__TASK BRIEF__. The exercise asks for every line of the data to be reproduced exactly.

* * * *

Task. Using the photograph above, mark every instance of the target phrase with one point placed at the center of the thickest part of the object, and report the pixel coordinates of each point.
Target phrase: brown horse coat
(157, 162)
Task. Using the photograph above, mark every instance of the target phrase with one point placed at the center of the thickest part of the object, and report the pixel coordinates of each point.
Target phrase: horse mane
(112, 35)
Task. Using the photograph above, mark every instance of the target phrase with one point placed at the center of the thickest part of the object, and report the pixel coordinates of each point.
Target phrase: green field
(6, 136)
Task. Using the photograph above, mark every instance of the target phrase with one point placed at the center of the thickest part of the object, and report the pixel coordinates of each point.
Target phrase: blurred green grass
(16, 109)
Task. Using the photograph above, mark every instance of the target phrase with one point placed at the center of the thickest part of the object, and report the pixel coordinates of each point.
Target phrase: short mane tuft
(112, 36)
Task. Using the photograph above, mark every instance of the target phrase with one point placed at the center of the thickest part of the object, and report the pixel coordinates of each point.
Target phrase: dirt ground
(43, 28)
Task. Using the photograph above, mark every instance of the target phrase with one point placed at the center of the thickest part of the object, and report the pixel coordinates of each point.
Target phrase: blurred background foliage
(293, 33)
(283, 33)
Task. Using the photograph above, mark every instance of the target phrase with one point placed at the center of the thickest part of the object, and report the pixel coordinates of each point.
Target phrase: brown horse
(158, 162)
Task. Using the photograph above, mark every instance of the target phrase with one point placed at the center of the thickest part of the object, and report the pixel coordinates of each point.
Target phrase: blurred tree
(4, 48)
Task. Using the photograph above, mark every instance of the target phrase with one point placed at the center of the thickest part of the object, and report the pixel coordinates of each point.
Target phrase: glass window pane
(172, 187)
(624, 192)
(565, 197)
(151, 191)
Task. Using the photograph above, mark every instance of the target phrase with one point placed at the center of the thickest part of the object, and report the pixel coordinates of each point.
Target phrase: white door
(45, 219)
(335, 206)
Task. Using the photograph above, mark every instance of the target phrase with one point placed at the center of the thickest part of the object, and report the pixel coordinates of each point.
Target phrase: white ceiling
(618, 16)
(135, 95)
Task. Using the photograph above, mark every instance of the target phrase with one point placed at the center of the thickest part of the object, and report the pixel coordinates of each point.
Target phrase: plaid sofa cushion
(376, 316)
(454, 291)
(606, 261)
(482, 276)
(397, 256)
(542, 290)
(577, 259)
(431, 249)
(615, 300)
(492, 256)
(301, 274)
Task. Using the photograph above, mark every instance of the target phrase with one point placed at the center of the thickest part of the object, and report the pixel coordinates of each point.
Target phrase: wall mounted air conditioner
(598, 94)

* * * *

__EXERCISE RESULT__.
Task. Using the photograph above, mark every instance of the target phrase with one point placed at the center of the thickest part of the object, and report the pixel coordinates of each point.
Target phrase: brown horse coat
(157, 162)
Task. Using the photograph above, mark every instance of the target phrase with one point placed at the center of the thickest part of the object, and report the pixel coordinates of each point.
Target phrase: horse mane
(112, 35)
Task. Using the photograph above, mark every instance of the target phrase with one point placed at the center of the thickest part of the object, and report the pixel coordinates of each point.
Target phrase: green field
(6, 136)
Task. Using the photograph above, mark every instance of the target phrase with one point placed at the center of the thickest part of the object, and report the pixel coordinates of each point.
Target phrase: blurred green grass
(16, 109)
Task. Using the photograph above, mark every instance of the target phrase with one point placed at the center of the thickest part of the object, and report the pixel coordinates of each point.
Target phrase: short mane tuft
(112, 36)
Task. Using the photograph above, mark every instance of the target phrase with one point placed at the center of the thickest part of the object, and report the pixel coordinates of each point.
Target phrase: dirt ground
(43, 28)
Task. Using the photograph above, mark every instance of the target phrase with one point placed at the center of the thickest part of the object, and report the pixel coordinates of each point.
Target phrase: blurred background foliage
(293, 33)
(283, 33)
Task. Using the photograph above, mark every instance of the target phrase with one point placed at the center of the thickest part of the object, and report the pixel coordinates of each point.
Target phrase: brown horse
(158, 162)
Task. Using the photograph above, mark every instance of the target phrase with one point placed at the center of the thickest part of the object, and report the pixel coordinates of each point.
Target phrase: blurred tree
(4, 48)
Task. Using the photograph above, mark every instance of the target phrase with one point placed at the center of the thickest part of the object, and report the pixel coordinates of each point.
Target phrase: glass window pane
(172, 187)
(624, 192)
(565, 197)
(151, 191)
Task. Using the photograph above, mark every instance of the target phrase with one point placed at the center of the thickest part of the object, and report the pixel coordinates of each point.
Target phrase: white door
(45, 219)
(335, 206)
Task. Using the photograph above, mark every instance of the target phrase with one point placed at the center of the thickest part of the object, and report the pixel coordinates of each point.
Target phrase: white ceiling
(618, 16)
(135, 95)
Task. Using the photograph above, mark every instance of the target phrase with one point placed at the center of the thickest part of the object, and report the pixel coordinates of each point.
Target phrase: plaid sofa cushion
(376, 316)
(454, 291)
(606, 261)
(482, 276)
(397, 256)
(542, 290)
(577, 259)
(431, 249)
(615, 300)
(492, 256)
(301, 274)
Task. Using the photograph above, mark every instance of the target phrase with one point placed at the center of the thickest part of the object, and report the pixel coordinates of each point.
Target phrase: wall mounted air conditioner
(598, 94)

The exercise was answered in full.